§ **WORK REQUIRED**
List every line of the material below that contains the string "face", matching case exactly.

((

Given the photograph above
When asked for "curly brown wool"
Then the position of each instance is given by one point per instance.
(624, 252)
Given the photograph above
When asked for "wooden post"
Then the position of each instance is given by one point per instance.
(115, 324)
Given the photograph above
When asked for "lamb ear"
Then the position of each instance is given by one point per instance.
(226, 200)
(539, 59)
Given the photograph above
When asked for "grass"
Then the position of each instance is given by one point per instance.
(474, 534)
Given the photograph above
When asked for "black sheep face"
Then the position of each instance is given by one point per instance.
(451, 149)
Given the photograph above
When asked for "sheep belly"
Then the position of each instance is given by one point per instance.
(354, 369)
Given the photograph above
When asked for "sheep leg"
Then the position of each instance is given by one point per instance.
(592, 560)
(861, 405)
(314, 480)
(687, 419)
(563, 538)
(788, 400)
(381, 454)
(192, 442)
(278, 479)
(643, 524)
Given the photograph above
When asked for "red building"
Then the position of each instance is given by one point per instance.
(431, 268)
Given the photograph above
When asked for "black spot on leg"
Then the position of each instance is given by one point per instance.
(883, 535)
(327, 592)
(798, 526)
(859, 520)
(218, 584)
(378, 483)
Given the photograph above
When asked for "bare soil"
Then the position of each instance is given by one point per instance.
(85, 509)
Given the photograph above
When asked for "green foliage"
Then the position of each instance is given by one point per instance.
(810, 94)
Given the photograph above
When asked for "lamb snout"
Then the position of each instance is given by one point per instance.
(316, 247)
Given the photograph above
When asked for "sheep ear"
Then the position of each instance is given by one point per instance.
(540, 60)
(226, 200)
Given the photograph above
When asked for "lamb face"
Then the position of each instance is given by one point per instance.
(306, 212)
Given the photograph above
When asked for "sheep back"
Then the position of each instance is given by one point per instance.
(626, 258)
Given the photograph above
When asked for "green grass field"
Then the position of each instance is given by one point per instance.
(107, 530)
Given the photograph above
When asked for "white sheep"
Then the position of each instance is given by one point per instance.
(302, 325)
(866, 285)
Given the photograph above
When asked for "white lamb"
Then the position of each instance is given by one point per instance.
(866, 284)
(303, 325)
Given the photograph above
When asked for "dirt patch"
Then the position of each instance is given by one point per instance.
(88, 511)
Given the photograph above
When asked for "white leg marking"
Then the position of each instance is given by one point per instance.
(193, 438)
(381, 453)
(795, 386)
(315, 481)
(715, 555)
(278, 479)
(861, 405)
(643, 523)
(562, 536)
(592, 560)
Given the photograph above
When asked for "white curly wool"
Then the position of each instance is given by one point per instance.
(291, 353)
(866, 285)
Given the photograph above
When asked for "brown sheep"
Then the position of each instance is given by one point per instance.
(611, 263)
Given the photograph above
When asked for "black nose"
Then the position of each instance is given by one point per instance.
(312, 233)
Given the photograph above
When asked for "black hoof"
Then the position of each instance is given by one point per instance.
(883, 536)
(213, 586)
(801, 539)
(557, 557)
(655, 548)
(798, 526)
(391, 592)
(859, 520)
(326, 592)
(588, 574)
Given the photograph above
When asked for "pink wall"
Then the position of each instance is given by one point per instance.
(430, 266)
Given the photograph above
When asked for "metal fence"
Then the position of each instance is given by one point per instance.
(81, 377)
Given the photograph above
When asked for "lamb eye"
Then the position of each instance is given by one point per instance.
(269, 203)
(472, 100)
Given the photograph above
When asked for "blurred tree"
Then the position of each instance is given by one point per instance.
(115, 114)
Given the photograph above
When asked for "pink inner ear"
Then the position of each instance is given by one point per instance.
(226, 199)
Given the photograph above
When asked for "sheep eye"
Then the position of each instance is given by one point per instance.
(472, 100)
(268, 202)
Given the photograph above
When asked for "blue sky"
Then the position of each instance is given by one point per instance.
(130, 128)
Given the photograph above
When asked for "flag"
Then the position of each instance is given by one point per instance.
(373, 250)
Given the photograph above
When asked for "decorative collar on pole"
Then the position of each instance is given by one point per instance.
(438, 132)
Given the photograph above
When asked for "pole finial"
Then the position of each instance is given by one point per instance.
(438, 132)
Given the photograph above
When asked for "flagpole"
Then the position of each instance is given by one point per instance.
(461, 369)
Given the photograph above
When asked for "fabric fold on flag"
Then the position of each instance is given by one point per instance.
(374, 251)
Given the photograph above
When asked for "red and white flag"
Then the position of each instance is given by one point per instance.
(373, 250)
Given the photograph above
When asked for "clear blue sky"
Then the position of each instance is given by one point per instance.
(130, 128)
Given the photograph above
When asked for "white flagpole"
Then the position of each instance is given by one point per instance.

))

§ **RESPONSE BELOW**
When asked for "black sheep face"
When asked for "lamb face"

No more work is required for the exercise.